• **Source text**:
* * *
Monday, October 10, 2011

Tapas for Tweeters: From Moroccan Cuisine to Fading Finnish Stars

The "real thing": a Barcelona tapas bar
Think metaphorically! That's one of the enduring lessons from The Idea Hunter, and in the spirit of that thought I have appropriated the metaphor of tapas from my visit to Barcelona last week, and am going to try to use it to serve-up, from time to time, small morsels of thought that have seen their first light in the form of tweets, but which need more explanation than Twitter's 140 characters allows.
* * *
• **What is required**: Transcribe the tapas blog post between "Monday, October 10, 2011" and "140 characters allows.", inclusive.

[Dataset records]
* * *
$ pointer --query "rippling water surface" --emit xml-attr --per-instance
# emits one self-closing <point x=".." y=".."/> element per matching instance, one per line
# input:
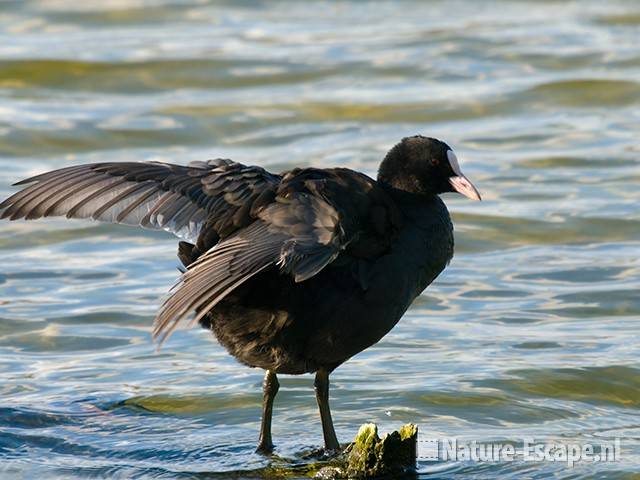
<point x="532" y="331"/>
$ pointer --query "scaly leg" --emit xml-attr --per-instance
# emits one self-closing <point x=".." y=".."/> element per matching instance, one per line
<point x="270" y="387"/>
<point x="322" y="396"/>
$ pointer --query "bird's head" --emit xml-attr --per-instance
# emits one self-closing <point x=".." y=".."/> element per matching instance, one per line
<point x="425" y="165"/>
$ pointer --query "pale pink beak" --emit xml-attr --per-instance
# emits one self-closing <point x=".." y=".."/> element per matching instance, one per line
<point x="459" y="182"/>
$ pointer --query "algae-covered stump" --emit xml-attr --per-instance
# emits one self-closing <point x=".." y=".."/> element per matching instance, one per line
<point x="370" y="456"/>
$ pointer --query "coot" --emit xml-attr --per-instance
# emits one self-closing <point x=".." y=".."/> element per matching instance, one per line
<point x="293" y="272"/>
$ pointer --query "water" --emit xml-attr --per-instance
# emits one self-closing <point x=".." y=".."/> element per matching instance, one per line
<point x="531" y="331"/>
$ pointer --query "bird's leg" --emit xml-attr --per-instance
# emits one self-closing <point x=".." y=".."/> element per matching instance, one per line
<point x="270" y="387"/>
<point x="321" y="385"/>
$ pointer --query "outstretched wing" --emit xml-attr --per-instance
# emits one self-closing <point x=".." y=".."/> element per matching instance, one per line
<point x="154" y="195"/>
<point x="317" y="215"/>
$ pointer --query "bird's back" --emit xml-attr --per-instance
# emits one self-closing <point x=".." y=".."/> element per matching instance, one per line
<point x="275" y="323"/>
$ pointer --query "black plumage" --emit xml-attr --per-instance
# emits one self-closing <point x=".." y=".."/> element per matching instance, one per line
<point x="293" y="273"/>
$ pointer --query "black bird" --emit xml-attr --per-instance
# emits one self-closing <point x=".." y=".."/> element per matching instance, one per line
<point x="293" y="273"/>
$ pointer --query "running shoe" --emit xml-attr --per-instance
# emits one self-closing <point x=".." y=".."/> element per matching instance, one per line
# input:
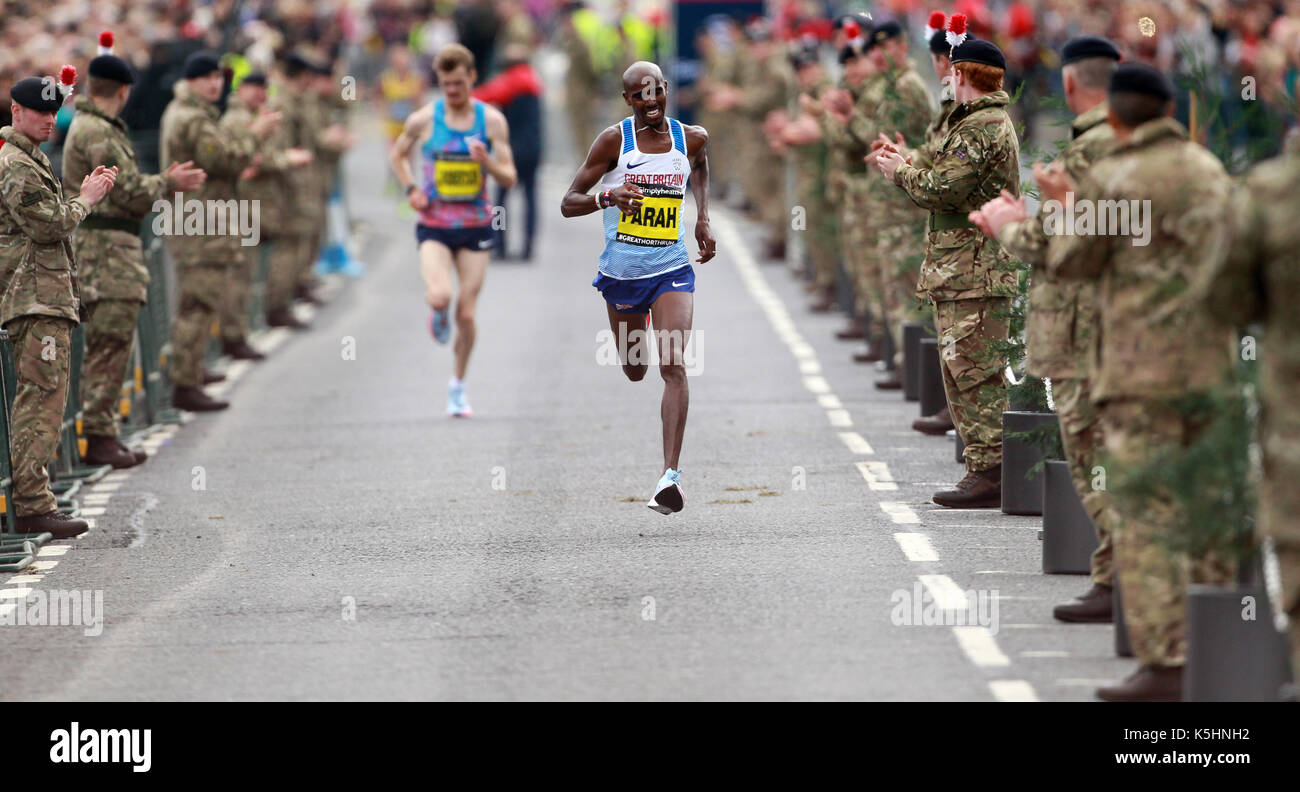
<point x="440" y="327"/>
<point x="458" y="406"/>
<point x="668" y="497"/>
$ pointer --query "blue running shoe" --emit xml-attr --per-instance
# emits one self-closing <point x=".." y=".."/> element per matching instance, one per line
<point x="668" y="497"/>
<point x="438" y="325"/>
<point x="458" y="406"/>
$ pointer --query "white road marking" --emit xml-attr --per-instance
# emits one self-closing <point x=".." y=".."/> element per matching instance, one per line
* * *
• **Worked answer**:
Monday, October 10, 2011

Tapas for Tweeters: From Moroccan Cuisine to Fading Finnish Stars

The "real thing": a Barcelona tapas bar
Think metaphorically! That's one of the enduring lessons from The Idea Hunter, and in the spirit of that thought I have appropriated the metaphor of tapas from my visit to Barcelona last week, and am going to try to use it to serve-up, from time to time, small morsels of thought that have seen their first light in the form of tweets, but which need more explanation than Twitter's 140 characters allows.